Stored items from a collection
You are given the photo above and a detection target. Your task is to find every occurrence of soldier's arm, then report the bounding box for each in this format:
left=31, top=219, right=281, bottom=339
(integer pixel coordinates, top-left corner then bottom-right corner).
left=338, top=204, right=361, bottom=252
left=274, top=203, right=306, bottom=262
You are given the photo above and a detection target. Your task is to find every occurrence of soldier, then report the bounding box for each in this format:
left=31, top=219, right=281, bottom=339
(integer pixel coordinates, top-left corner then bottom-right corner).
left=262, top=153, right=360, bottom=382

# Task statement
Reproduce all of the rows, substituting "search target" for every occurrence of "detection target" and leaving the remaining text unchanged.

# Response to this task
You are given the photo above and a search target. Your task is to find every occurrence of soldier's arm, then report the bounding box for each in this format:
left=31, top=219, right=281, bottom=339
(integer pixel coordinates, top-left corner then bottom-right corner).
left=338, top=204, right=361, bottom=252
left=274, top=203, right=306, bottom=262
You are given the photo above and a search target. Your task is to find every occurrence of soldier, then report the bounding box for each in this format:
left=31, top=219, right=281, bottom=339
(integer pixel coordinates, top-left corner then bottom-right corner).
left=262, top=153, right=360, bottom=382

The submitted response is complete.